AIM OF THE TASK ▸ Nothing in the records below should be altered when they are retyped.
** Opening DATA SECTION block **
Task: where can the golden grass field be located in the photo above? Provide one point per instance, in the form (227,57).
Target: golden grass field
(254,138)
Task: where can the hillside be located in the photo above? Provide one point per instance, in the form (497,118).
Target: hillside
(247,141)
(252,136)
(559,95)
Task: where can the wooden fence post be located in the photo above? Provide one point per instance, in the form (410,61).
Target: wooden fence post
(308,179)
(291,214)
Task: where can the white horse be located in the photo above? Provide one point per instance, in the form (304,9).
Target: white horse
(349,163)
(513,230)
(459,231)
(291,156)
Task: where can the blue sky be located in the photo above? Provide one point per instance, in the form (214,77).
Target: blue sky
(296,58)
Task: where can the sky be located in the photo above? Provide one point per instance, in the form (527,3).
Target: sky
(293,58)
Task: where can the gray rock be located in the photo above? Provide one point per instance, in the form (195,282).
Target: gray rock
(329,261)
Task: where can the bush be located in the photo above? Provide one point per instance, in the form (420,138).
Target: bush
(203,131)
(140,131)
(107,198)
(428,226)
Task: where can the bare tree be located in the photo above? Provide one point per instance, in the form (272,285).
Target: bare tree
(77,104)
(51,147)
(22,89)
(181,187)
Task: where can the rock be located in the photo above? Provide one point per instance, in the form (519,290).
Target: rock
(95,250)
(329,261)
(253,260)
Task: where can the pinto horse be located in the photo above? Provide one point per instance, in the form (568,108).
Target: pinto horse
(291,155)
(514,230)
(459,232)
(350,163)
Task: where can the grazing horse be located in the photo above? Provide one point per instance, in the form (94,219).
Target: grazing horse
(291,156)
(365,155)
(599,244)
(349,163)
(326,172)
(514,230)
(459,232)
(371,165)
** Closing DATA SECTION block **
EXERCISE ANSWER ▸
Task: where can the golden grass field be located in the photo above? Provide one point per instance, in the form (227,57).
Target: golden grass field
(254,138)
Task: where can the hillside be located in the photo above? Provide one point per instance, in the form (497,118).
Target: hillside
(247,141)
(252,136)
(559,95)
Task: where can the wooden fence post be located in the photo above? Provide one point per instance, in the form (410,61).
Target: wooden fence post
(308,179)
(291,214)
Task: where can the white horse be located in the photo above? Provide one point per instance, in the form (304,9).
Target: white horse
(349,163)
(513,230)
(459,231)
(291,156)
Task: where can the blue sky be located in the photo above? Provide one point per instance, in the form (214,77).
Target: blue sky
(296,58)
Task: where can the sky be located in the photo above? Provide one point per instance, in the form (527,3).
Target: sky
(293,58)
Task: where can the gray rock be located in the photo above? Provide one point per instance, in the form (195,282).
Target: gray rock
(329,261)
Task: where can the bush be located in the photo above? Provide one point per instance, in the form (420,138).
Target: bush
(203,131)
(140,131)
(107,198)
(428,226)
Task: where can the bare tree be located in the photo above? Provide one point per instance, in the form (272,285).
Target: bare tree
(77,104)
(51,147)
(22,89)
(181,187)
Task: where can the rock be located in the photo above? Provide one point per instance, in the form (519,290).
Target: rock
(95,250)
(329,261)
(253,260)
Task: where can the pinto horse be located in the photo above? Provide one point per instance, in the form (568,108).
Target: pinto horse
(291,155)
(514,230)
(459,232)
(350,163)
Task: where can the grazing horse be located in the photo above? Provide one point per instance, in the form (94,219).
Target: grazing horse
(291,156)
(365,155)
(599,244)
(349,163)
(326,172)
(514,230)
(459,232)
(371,165)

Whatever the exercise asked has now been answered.